[Point labeling examples]
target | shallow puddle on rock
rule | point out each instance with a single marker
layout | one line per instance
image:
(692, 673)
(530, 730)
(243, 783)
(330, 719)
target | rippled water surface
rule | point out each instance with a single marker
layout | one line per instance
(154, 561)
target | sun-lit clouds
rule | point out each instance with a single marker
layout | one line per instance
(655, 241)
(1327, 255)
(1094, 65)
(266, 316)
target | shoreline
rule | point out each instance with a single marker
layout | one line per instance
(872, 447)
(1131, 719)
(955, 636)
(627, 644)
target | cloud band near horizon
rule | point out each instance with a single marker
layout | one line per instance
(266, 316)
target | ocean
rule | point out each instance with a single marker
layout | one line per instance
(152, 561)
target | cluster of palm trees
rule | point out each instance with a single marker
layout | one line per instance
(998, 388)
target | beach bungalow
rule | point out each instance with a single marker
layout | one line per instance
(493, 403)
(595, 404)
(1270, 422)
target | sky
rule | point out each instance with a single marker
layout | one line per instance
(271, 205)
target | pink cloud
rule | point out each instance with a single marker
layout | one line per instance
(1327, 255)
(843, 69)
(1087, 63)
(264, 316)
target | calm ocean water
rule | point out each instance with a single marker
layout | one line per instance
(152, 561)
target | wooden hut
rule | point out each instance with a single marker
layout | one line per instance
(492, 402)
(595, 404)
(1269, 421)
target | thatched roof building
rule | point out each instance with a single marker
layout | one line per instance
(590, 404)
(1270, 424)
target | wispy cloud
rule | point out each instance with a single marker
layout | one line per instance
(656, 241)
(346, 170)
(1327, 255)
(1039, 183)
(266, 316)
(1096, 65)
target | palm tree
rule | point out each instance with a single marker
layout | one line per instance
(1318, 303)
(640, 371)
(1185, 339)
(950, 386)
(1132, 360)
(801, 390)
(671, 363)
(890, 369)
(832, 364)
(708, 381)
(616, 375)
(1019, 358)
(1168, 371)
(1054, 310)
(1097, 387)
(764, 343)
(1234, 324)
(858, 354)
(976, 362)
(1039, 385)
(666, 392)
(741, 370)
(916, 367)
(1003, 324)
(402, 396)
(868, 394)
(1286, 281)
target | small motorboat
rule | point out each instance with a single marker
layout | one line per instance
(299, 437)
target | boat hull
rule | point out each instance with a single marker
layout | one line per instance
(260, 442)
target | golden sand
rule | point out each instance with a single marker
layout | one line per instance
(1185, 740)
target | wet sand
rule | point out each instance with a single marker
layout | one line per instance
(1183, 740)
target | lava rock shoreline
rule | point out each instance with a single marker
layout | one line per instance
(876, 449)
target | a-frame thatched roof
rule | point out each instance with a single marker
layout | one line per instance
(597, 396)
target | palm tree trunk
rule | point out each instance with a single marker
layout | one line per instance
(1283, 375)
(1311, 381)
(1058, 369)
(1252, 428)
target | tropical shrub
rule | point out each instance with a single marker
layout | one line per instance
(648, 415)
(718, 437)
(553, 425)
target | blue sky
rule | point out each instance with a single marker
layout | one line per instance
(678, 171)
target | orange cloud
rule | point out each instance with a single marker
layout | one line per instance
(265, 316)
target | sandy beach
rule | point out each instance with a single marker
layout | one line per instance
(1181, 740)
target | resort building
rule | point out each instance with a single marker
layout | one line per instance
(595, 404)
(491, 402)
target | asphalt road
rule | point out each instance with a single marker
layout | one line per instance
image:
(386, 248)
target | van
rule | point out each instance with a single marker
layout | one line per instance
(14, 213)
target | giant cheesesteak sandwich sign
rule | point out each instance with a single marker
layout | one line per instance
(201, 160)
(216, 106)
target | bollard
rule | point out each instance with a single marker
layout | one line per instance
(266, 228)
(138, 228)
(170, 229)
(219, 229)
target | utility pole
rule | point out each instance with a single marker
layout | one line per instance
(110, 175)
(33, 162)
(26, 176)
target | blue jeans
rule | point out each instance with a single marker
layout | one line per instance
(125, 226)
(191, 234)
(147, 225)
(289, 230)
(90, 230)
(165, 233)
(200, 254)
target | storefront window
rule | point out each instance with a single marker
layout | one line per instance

> WHAT YOU ARE ASKED TO DO:
Copy all of the material above word for word, line by line, with nothing left out or changed.

> ANSWER FOR THIS EXERCISE:
target | shallow puddle on rock
rule | point out each instance with a single marker
layout | one line per instance
image:
(692, 673)
(530, 730)
(243, 783)
(330, 719)
target | rippled water surface
rule | point out each instance with a single marker
layout | one line per instance
(154, 561)
target | sun-lit clouds
rule | point out each instance with a single marker
layout | one line per instance
(655, 241)
(1327, 255)
(1094, 65)
(266, 316)
target | shoreline
rule | point out each instance with a single marker
layout | one line per instance
(872, 447)
(1131, 719)
(955, 636)
(627, 644)
target | cloud band near horizon
rule | point out each instance with a single marker
layout | one line per instance
(266, 316)
target | ocean
rule | point out each instance with a single marker
layout | one line per instance
(152, 561)
target | cluster of palm trees
rule | point out each instance with a single marker
layout | one line per instance
(998, 388)
target | beach bungalow
rule | point out each instance with a single marker
layout | one line per instance
(493, 403)
(595, 404)
(1270, 422)
target | sky
rule | point out each instance with a single marker
layout | one line per instance
(271, 205)
target | pink cloud
rule | point out each instance with a single marker
layout | one line per instance
(1327, 255)
(843, 69)
(1087, 63)
(264, 316)
target | calm ocean water
rule | point out each instance with a single marker
layout | one line per instance
(152, 561)
target | wooden hut
rule | point out each instance with a single marker
layout | one line per instance
(492, 402)
(595, 404)
(1269, 421)
target | thatched roof building
rule | point out each instance with a single marker
layout | one line per instance
(590, 404)
(1270, 424)
target | wispy cloud
rule | point out each instance with a single marker
layout | one line per instance
(656, 241)
(346, 170)
(1327, 255)
(1039, 183)
(266, 316)
(1096, 65)
target | palm tree
rule | point out each instance with a single marker
layout | one line per instance
(1318, 303)
(640, 371)
(1185, 339)
(950, 386)
(1132, 360)
(801, 390)
(671, 363)
(890, 369)
(832, 364)
(708, 381)
(616, 375)
(1019, 358)
(1168, 371)
(1054, 310)
(1097, 387)
(764, 343)
(1234, 324)
(858, 354)
(976, 362)
(1039, 385)
(666, 392)
(741, 370)
(916, 367)
(1003, 324)
(402, 396)
(868, 394)
(1286, 281)
target | small motorboat
rule | point out each instance with a single marker
layout | one line per instance
(299, 437)
target | boat hull
rule | point out each instance with a single marker
layout | one line per instance
(260, 442)
target | golden sand
rule | point out each instance with a single marker
layout | one line per instance
(1185, 740)
target | wet sand
rule | point out each instance with a single marker
layout | one line per instance
(1183, 740)
target | lava rock shoreline
rule | point out each instance with a single marker
layout | one line per instance
(876, 449)
target | a-frame thatched roof
rule | point out each instance with a single marker
layout | one line per instance
(597, 396)
target | palm tree trunk
rule | point out each instance with a single marker
layout | one line per instance
(1283, 375)
(1311, 381)
(1058, 369)
(1252, 428)
target | tropical shrub
rule | point out each instance with a single marker
layout | one line per instance
(648, 415)
(718, 437)
(553, 425)
target | blue sky
rule | point out each instance with a single marker
layout | one line per instance
(678, 171)
target | orange cloud
rule | point out each instance with a single marker
layout | one line per instance
(265, 316)
target | sandy beach
rule | point out each instance with a single marker
layout | one line per instance
(1181, 740)
target | resort building
rule | point out each instance with a single marker
layout | one line per instance
(595, 404)
(491, 402)
target | asphalt road
rule | point out each instance with a single marker
layout | one line per instance
image:
(386, 248)
target | van
rule | point out each instance with a single marker
layout | one line per instance
(14, 213)
target | giant cheesesteak sandwich sign
rule | point out each instance with a single marker
layout | one line per instance
(201, 160)
(216, 106)
target | bollard
rule | point out each instance with a single marker
layout | one line per instance
(266, 228)
(138, 228)
(170, 229)
(219, 229)
target | utility pole
rule | point out each instance with a single marker
layout | one line per instance
(110, 175)
(33, 162)
(26, 176)
target | blue jeans
rule | point out each instance with a single marker
layout | one line per instance
(125, 226)
(191, 234)
(147, 225)
(289, 230)
(90, 230)
(165, 233)
(200, 254)
target | storefront window
rule | point out each instance with a single marker
layout | one line per instance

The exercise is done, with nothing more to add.